--- Selected passage ---
--- start ---
Sandymount Strand is a large beach on the inner shore of Dublin Bay, on the east coast of County Dublin. It lies adjacent to the village of Sandymount, south of the channel bearing the River Liffey into the Bay.

The beach is part of the South Bull, a sandbank which is a major component of the south side of Dublin Bay (and which has been designated as part of the 'Dublin Bay Biosphere Reserve'). The South Bull is a mirror to the North Bull sandbank, which grew into Bull Island.

Sandymount Strand is a popular locals recreational place, on foot as there is today no access by car. The strand is swept by the tide and people (and in the past cars) have on occasion been trapped by the incoming tide. A large inlet of water that remains even at low tide is known locally as "Cockle Lake".

As a wetland, Sandymount Strand has been denoted as a 'Ramsar site' protected under the international Ramsar Convention.[1]


In the 1930s, the strand was included as a suggested location for the construction of a new Dublin airport.[2]

The baths

Sandymount swimming baths

The Merrion Promenade Pier and Baths Co built Sandymount swimming baths in 1883. The baths measured approximately 45 by 45 yards, with an 80-yard pier added in 1884. The pier featured a bandstand halfway along it and summer concerts were regularly held there for many years. By 1920, the pier had deteriorated so much that it had to be demolished. The concrete baths section, which resembles a small harbour, remains.

Martello Tower

About halfway along the strand stands a Martello tower, part of a system of defences built in 1804[3] to resist an invasion by Napoleon. The Tower was used by the Dublin United Tramways Company as an office,[4] and was also a popular café back in the 1960s. An attempt to turn the tower into a restaurant led to the installation of a large window with roller blinds on the seaward side of the tower. The restaurant never opened, leaving the tower with the modified window.
--- end ---
--- Problems ---
(a) In two sentences, summarize the passage about Sandymount Strand.
(b) In the Sandymount Strand passage, what name do locals give the large inlet of water that stays even at low tide?
(c) List every year or decade mentioned in the Sandymount Strand passage.

(Location identification entries)
--- start ---
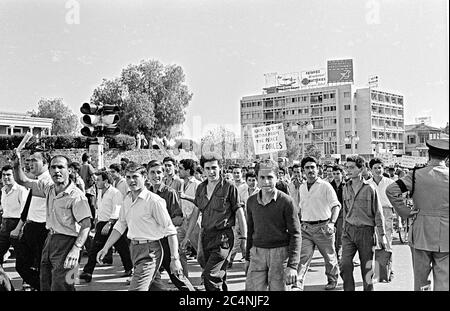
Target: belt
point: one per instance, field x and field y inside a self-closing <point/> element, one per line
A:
<point x="51" y="231"/>
<point x="137" y="242"/>
<point x="314" y="222"/>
--- end ---
--- Expected responses ---
(a) Sandymount Strand is a large, tide-swept beach on the inner shore of Dublin Bay, part of the South Bull sandbank, and it is protected as a Ramsar wetland site and reachable today only on foot. The strand also holds the remaining concrete section of the Sandymount swimming baths, built in 1883, and a Martello tower from 1804 that has served as a tramway office and a café.

(b) It is known locally as "Cockle Lake".

(c) 1930s, 1883, 1884, 1920, 1804, 1960s